# Supplied material

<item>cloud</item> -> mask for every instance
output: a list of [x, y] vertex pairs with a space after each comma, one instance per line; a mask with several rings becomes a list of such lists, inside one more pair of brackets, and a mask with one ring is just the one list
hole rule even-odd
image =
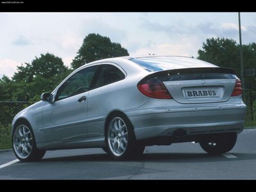
[[18, 46], [26, 46], [31, 45], [32, 42], [25, 36], [20, 35], [17, 39], [13, 40], [12, 44]]
[[74, 57], [65, 57], [62, 58], [62, 61], [63, 61], [64, 65], [67, 67], [71, 67], [71, 62], [74, 60]]
[[2, 78], [3, 75], [11, 78], [17, 71], [17, 66], [19, 65], [20, 63], [11, 60], [0, 60], [0, 78]]
[[153, 31], [161, 31], [170, 34], [170, 33], [175, 33], [179, 35], [184, 33], [182, 28], [179, 28], [177, 26], [170, 24], [161, 24], [158, 22], [150, 22], [147, 19], [141, 19], [141, 27], [146, 29], [149, 29]]
[[[151, 45], [147, 47], [141, 48], [134, 52], [133, 55], [172, 55], [184, 56], [196, 56], [195, 47], [200, 47], [199, 42], [195, 38], [188, 40], [187, 38], [180, 40], [177, 43], [166, 43], [157, 45]], [[196, 49], [198, 50], [198, 49]]]
[[[223, 30], [239, 30], [239, 26], [233, 22], [224, 22], [221, 24], [221, 29]], [[246, 31], [246, 28], [244, 26], [241, 26], [241, 31]]]
[[58, 42], [60, 42], [61, 47], [65, 49], [76, 52], [80, 48], [83, 39], [74, 33], [69, 33], [61, 35]]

# Work to complete
Give again, word for word, the stretch from the first line above through the line containing "60], [0, 78]]", including both ends. Leave the pictures out of your answer.

# Reply
<item>cloud</item> -> mask for every instance
output: a list of [x, y] vertex pairs with a space after each comma, one instance per line; a mask with several rings becomes a list of such lists, inside one more pair of brackets, and a mask with one ring is just the one list
hole rule even-odd
image =
[[18, 46], [26, 46], [31, 45], [32, 42], [25, 36], [20, 35], [17, 39], [13, 40], [12, 44]]
[[74, 57], [65, 57], [62, 58], [62, 61], [63, 61], [64, 65], [67, 67], [71, 67], [71, 62], [74, 60]]
[[2, 78], [3, 75], [11, 78], [17, 71], [17, 66], [19, 65], [20, 63], [11, 60], [0, 60], [0, 78]]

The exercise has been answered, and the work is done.